*Text extract*.
● ● ● ● ●

The departure of Mitt Romney today from the presidential race, followed shortly by the announcement that Mike Huckabee is staying in, has led to lots of speculation that Huckabee is running to be John McCain's vice president. Indeed, people have been saying that same thing since McCain won New Hampshire, and there is little doubt that the two men share tremendous regard for one another. McCain not long ago suggested that he considers Huckabee a friend. And given Huckabee's electoral success in the South, some have argued, a McCain-Huckabee ticket makes sense.
It doesn't. The last thing McCain needs to do at this point -- or in July, when these discussions are more appropriate -- is willingly acquire liberal baggage. And despite Huckabee's embrace of the Fair Tax, which has its virtues, he is a class-warfare liberal on economic policy. More troublesome, however, is his naivete on national security and foreign policy, well documented here and elsewhere.

● ● ● ● ●

*Raw records*.
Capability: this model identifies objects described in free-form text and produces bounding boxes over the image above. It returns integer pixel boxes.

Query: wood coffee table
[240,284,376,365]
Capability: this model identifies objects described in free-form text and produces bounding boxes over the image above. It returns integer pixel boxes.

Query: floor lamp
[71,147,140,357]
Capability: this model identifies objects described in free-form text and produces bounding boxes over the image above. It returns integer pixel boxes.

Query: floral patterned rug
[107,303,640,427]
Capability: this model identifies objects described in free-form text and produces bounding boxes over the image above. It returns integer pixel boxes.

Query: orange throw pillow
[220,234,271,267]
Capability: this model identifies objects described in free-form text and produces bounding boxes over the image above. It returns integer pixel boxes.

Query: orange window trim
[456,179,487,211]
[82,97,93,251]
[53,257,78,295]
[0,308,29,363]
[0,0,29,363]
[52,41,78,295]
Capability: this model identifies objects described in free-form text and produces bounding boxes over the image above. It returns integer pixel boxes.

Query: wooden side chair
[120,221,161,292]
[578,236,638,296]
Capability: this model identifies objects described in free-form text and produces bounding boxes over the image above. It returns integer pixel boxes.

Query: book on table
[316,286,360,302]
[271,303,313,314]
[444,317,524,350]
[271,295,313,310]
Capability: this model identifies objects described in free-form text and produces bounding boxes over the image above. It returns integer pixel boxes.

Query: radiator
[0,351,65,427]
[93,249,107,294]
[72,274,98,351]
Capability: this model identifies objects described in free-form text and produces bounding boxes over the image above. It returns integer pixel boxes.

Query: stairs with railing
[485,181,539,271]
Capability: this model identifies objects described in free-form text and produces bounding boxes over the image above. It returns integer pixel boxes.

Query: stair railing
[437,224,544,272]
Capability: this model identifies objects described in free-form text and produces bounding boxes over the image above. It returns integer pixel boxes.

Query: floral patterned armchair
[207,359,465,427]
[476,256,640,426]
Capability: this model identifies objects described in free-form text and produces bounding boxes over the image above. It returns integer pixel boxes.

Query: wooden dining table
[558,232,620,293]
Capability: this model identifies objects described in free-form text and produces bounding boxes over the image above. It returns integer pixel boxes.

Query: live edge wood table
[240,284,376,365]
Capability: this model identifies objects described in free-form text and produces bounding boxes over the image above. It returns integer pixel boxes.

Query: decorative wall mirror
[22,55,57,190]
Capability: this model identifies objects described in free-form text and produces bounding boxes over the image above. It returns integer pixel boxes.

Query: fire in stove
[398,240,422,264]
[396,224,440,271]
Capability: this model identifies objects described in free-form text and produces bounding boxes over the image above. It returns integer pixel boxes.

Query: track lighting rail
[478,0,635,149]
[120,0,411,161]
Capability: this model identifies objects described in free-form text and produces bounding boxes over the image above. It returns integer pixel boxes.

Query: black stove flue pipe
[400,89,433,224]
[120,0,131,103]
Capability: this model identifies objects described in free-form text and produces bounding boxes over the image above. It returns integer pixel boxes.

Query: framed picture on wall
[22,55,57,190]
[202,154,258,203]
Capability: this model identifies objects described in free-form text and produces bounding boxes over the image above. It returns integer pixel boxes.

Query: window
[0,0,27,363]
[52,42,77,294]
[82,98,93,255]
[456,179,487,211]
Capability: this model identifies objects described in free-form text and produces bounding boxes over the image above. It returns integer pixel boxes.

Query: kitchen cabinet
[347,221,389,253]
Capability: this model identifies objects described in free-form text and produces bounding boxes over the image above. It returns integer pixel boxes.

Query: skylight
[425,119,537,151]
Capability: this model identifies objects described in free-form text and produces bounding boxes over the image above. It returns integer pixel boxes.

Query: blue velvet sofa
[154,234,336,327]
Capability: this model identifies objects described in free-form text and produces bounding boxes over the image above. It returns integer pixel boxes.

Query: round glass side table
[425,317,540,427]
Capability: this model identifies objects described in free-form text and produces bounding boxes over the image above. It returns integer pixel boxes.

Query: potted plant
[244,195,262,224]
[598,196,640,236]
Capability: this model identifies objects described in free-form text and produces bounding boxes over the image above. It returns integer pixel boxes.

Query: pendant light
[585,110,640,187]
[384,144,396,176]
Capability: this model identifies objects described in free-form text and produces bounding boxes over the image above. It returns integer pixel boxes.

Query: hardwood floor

● ● ● ● ●

*Your task*.
How might the commentary arguing against a McCain-Huckabee ticket carry on after its final sentence? Extend it from that point.

*Response to the task*.
The conventional wisdom on runningmates is that they don't matter. That may be less true on the Republican side this year than it has been in the past. Two reasons: McCain's age (he'll be 72 on Inauguration Day), and the expanded role of the vice presidency under Dick Cheney. We are not likely to see again soon a vice president with the kind of power Cheney has wielded under George W. Bush. But in certain respects his reshaping of the office is bound to have some lasting effects.
So McCain's choice could take on added significance. Former Pennsylvania Representative Pat Toomey, now head of the Club for Growth, has some suggestions for him in an article in today's Wall Street Journal. He recommends five conservatives: South Carolina Governor Mark Sanford; South Carolina Senator Jim DeMint; Indiana Representative Mike Pence; former Senator Phil Gramm; and Forbes CEO Steve Forbes. The final two are probably better suited to be Secretary of the Treasury. (And McCain floating Forbes for that slot early could help him in his efforts to convince McCain doubters that he takes seriously his pledge today to draw heavily on the advice of his "fellow conservatives.") Each of the other three -- Sanford, DeMint and Pence -- would bring conservative credentials and seriousness about policy that would surely help McCain among the Republican base. (See Toomey's case for them here.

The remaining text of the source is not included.